■ QUOTED PASSAGE ■
Bethlehem Central High School is a public high school in Delmar, New York, just south of Albany. Located at 700 Delaware Avenue, the school serves students in grades 9–12 from the towns of Bethlehem and New Scotland. The school was ranked 366 on Newsweek's 2013 "America's Best High Schools".

History
The school was established in 1932 at 332 Kenwood Avenue. Within 20 years, the original building was deemed too small, and the school moved to its current location in 1954. (The former building now serves as the district's middle school although it still bears the inscription "Bethlehem Central High School".)

In 2006, the school forbade students to wear hats, hoods, bandannas, and handkerchiefs, saying that these can be gang symbols. This policy was met with considerable student protest, culminating in a petition that accumulated more than 1000 signatures in one day along with the addition of a permanent gate station to the school. The issue drew coverage in the Times Union and local television news formats.

Extracurricular activities
The school's Science Bowl team finished first in their regional competition in 2006, 2009, 2010, 2013, 2015, 2016, 2017, 2018, 2019, 2021 earning them trips to the national competition in Washington, DC. 
Bethlehem students have also performed well in the Science Olympiad Tournaments, placing first in their regional competition and ninth at the New York States competition in 2021.

■ LIST OF TASKS ■
a: According to the article on Bethlehem Central High School, in what year did the school move to its current location?
b: In the article on Bethlehem Central High School, rewrite the paragraph beginning "In 2006, the school forbade" as a short bulleted list that keeps its main facts.

■ MATERIAL PROVIDED ■
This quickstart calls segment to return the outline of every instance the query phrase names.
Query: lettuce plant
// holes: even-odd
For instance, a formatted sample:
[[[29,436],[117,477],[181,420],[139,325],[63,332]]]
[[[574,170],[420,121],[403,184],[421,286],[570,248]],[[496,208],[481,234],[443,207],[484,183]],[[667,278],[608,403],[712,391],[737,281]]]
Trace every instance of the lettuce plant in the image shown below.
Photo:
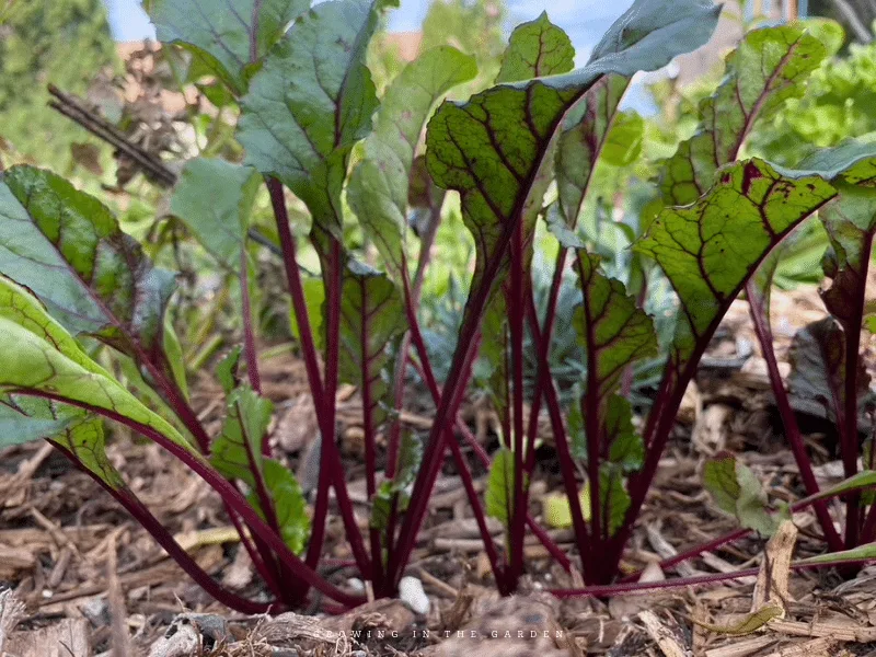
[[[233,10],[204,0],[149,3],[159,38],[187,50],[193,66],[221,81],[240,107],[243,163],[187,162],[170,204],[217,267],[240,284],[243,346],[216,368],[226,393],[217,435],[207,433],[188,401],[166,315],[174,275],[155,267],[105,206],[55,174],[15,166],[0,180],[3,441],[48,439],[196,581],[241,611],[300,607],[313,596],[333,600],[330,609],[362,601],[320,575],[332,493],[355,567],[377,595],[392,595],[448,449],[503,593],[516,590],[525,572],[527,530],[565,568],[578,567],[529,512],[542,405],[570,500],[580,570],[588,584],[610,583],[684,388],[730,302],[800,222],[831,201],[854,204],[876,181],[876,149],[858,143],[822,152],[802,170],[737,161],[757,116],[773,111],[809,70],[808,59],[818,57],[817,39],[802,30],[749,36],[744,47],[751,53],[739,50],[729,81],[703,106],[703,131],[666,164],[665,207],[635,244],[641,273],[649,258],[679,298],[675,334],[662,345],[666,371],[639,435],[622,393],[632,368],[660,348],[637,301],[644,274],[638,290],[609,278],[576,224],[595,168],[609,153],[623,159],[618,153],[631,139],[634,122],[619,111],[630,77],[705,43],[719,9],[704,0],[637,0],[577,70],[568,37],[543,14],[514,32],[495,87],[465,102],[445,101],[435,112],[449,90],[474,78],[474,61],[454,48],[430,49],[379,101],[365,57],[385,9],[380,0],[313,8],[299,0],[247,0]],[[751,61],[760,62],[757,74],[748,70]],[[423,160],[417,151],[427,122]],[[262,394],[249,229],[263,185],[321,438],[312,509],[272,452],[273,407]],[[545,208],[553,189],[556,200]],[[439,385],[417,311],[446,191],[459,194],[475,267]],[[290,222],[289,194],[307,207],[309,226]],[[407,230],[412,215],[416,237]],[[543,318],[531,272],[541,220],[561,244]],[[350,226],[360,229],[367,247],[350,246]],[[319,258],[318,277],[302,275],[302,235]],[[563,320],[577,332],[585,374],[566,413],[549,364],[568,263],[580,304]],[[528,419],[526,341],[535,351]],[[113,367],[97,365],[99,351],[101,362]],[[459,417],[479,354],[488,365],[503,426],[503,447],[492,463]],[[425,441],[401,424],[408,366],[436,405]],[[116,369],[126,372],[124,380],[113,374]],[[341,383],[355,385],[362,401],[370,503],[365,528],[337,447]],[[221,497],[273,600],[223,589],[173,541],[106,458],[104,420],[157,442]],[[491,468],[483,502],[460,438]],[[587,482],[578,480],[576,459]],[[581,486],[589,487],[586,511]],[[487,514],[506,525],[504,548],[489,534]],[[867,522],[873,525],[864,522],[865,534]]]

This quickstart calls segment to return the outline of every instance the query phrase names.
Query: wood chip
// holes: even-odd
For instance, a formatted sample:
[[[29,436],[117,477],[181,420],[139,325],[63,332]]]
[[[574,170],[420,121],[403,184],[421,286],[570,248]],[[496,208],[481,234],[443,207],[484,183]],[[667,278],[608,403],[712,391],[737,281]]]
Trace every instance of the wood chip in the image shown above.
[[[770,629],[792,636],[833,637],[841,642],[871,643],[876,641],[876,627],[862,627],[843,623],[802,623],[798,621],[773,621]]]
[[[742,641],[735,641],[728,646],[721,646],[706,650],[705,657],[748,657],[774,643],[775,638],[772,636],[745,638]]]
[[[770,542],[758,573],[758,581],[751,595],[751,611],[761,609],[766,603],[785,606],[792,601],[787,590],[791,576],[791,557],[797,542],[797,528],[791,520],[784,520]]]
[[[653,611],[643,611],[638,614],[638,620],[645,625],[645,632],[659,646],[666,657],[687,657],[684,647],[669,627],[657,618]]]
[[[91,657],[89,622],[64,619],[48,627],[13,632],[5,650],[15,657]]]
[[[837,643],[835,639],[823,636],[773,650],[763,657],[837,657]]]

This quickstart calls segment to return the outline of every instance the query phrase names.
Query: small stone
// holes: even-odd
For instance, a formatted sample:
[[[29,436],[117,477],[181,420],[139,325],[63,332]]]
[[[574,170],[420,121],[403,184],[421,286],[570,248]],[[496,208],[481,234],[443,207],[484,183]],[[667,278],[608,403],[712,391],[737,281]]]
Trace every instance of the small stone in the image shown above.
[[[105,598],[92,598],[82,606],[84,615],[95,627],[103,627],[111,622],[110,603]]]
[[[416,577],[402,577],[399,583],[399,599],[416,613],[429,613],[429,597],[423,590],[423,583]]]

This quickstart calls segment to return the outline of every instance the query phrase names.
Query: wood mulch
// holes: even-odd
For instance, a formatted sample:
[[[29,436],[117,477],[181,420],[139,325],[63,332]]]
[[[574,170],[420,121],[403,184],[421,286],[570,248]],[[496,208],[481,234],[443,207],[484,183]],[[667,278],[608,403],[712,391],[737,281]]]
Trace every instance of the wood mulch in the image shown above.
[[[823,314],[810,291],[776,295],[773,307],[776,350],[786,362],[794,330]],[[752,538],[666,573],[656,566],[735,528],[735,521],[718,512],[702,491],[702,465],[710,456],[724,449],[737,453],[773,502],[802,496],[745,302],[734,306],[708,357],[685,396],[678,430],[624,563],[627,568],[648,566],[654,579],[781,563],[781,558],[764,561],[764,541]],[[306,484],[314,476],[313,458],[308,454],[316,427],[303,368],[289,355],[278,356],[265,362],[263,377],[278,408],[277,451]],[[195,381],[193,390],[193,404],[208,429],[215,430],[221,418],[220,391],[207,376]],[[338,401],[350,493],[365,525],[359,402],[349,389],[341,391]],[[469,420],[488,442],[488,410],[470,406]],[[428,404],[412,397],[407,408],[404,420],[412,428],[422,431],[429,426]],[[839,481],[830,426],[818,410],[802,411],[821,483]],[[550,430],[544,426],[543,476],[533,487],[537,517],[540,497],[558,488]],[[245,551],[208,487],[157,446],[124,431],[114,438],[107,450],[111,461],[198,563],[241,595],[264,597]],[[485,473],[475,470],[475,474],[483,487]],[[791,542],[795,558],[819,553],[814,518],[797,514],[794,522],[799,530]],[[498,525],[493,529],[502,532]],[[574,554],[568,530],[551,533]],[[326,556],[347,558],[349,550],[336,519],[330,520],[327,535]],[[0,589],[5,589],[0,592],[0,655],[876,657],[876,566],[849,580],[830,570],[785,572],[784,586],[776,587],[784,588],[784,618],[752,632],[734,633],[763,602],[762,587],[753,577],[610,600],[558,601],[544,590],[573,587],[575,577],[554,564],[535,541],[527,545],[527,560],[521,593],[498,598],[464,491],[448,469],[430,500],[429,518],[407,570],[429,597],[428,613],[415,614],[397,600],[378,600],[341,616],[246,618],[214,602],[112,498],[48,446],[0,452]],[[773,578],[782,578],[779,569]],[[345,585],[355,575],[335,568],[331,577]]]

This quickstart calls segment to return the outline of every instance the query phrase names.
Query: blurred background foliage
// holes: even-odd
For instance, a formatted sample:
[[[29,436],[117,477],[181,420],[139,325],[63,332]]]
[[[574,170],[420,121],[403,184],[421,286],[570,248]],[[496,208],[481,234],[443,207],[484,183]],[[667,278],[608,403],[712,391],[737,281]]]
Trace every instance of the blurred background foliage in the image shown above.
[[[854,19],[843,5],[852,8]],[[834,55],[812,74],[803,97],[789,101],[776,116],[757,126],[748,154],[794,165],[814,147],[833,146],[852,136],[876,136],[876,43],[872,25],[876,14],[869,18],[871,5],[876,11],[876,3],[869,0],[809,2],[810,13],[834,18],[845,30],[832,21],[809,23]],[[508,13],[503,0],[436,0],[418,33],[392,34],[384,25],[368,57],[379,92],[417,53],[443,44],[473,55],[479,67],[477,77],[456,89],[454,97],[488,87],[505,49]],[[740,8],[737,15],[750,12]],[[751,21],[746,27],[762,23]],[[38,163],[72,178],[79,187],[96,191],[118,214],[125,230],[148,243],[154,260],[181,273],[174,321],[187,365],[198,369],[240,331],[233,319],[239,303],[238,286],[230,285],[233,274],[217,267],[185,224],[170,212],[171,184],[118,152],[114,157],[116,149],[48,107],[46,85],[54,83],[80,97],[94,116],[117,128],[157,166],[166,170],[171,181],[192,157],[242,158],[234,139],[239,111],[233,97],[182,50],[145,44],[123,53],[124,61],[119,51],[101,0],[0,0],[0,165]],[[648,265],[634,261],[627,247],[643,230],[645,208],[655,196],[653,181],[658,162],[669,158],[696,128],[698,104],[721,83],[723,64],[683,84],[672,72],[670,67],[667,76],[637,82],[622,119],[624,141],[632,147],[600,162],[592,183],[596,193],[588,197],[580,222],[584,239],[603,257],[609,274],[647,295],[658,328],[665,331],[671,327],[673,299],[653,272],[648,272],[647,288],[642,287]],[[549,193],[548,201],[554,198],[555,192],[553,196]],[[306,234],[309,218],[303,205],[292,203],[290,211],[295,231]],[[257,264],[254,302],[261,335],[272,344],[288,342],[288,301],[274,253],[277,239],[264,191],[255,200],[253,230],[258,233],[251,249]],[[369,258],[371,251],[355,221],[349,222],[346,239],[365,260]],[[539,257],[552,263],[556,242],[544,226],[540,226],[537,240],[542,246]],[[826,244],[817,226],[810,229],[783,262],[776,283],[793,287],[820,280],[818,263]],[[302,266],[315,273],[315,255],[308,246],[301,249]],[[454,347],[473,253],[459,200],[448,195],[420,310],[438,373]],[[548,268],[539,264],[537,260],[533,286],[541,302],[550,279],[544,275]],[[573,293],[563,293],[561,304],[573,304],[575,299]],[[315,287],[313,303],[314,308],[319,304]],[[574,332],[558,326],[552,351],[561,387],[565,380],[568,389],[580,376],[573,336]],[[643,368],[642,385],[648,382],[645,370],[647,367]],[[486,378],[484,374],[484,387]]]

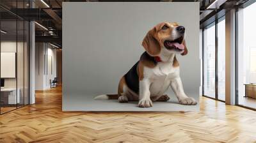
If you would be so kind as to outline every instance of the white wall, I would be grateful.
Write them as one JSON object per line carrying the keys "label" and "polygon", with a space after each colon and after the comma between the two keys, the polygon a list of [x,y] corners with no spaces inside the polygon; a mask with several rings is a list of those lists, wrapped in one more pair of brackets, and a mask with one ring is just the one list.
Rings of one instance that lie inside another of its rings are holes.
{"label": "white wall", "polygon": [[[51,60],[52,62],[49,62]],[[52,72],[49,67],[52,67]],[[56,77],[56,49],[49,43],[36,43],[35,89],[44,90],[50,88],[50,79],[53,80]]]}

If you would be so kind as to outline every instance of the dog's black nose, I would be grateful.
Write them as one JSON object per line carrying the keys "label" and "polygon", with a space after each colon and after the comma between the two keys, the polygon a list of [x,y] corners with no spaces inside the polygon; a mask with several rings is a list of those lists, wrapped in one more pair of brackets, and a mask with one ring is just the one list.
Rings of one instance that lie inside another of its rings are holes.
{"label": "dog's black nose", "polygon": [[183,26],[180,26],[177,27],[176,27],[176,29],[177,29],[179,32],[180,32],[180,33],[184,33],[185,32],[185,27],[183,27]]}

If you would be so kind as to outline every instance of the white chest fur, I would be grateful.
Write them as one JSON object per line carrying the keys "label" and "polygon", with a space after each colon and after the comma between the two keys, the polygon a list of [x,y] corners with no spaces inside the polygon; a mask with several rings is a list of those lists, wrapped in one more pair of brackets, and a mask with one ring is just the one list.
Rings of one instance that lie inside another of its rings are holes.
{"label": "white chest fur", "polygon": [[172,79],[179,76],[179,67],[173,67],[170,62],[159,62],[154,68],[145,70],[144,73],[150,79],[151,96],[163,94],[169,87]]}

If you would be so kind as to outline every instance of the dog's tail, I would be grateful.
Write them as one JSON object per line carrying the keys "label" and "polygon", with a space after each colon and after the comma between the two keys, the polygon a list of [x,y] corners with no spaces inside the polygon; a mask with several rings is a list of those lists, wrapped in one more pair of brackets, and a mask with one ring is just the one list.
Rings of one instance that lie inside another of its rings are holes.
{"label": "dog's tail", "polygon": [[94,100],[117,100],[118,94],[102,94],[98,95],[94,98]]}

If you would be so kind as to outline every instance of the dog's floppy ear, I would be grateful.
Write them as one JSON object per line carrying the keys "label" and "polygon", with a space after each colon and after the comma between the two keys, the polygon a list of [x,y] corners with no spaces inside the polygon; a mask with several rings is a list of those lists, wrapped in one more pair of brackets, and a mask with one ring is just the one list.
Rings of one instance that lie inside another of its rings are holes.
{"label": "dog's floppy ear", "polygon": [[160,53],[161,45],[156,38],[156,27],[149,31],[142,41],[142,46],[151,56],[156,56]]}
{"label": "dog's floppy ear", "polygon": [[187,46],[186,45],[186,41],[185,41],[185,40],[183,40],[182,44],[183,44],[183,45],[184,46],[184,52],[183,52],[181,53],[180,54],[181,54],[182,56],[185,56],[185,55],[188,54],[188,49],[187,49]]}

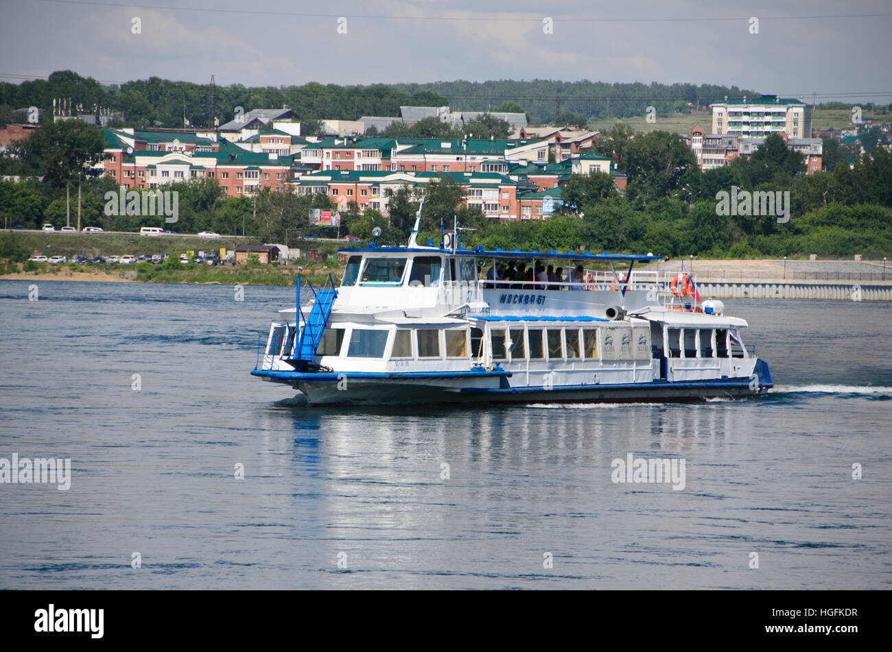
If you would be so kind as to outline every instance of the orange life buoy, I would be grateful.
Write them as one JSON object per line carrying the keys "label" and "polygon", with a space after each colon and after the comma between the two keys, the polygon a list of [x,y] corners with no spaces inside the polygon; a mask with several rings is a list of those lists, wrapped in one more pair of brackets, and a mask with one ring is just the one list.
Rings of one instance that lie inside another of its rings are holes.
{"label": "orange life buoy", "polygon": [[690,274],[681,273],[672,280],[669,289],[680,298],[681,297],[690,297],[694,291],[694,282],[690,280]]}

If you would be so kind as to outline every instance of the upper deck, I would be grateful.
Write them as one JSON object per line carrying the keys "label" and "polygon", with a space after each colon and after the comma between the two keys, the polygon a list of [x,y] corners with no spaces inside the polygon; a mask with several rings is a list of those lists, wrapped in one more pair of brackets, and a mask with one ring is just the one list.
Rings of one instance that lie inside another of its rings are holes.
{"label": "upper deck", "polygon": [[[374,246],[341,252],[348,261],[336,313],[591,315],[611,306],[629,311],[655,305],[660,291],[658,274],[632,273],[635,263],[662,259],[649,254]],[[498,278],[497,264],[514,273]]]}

■ WORKED ANSWERS ■
a: 1954

b:
- In 2006, the school banned hats, hoods, bandannas, and handkerchiefs as possible gang symbols.
- Students protested strongly, and a petition gathered over 1000 signatures in one day.
- A permanent gate station was added to the school.
- The Times Union and local television news covered the issue.